● **EXERCISE REQUIREMENTS**
List every college or department named in the grant announcement below.

JOHNSON CITY - East Tennessee State University's College of Public Health has received notice that the National Institutes of Health will fund an innovative research project aimed at curbing obesity among young people.
The highly interdisciplinary grant will use Public Health students at the university as facilitators in a peer-based health education program for area high school students. The NIH grant falls under the R-01 classification and is funded at $978,000 for three years. The R-01 category is a highly competitive form of investigator-initiated research grants.
The ETSU students will facilitate group sessions that, over the course of several weeks, will promote supportive peer relationships and positive attitudes in regard to healthy eating habits and physical activity.
The research project is the culmination of the life's work of the late Dr. Tiejian Wu, a widely admired associate professor in the Department of Biostatistics and Epidemiology and the Department of Family Medicine in the James H. Quillen College of Medicine. Wu, who was known by many colleagues simply as "TJ," designed the research project and guided it through the grant submission process. He passed away earlier this year after a long battle with cancer.

● **ENTRIES PROVIDED**
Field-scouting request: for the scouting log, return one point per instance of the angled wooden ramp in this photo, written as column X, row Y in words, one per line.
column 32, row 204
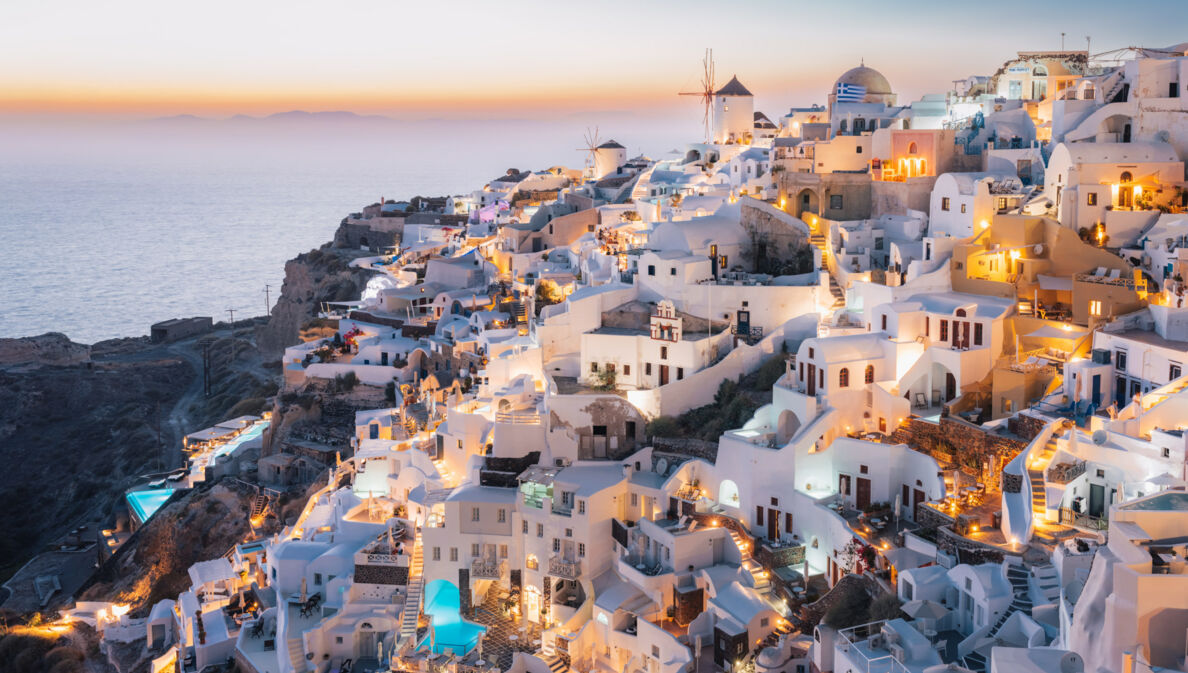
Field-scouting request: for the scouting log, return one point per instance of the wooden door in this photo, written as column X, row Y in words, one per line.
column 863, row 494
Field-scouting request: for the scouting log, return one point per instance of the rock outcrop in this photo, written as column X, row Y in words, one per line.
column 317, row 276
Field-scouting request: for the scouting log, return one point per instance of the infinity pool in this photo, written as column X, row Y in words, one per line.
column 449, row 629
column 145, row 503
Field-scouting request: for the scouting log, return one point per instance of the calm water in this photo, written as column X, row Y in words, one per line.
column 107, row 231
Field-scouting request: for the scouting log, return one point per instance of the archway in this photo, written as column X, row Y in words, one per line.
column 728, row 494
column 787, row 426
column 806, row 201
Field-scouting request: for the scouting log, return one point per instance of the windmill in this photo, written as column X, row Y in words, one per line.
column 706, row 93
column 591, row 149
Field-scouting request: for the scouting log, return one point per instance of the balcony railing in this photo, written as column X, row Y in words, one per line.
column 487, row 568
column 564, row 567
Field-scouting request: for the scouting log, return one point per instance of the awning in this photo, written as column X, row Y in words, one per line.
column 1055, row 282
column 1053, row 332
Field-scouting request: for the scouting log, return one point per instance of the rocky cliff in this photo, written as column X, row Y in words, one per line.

● **RESPONSE BELOW**
College of Public Health
Department of Biostatistics and Epidemiology
Department of Family Medicine
James H. Quillen College of Medicine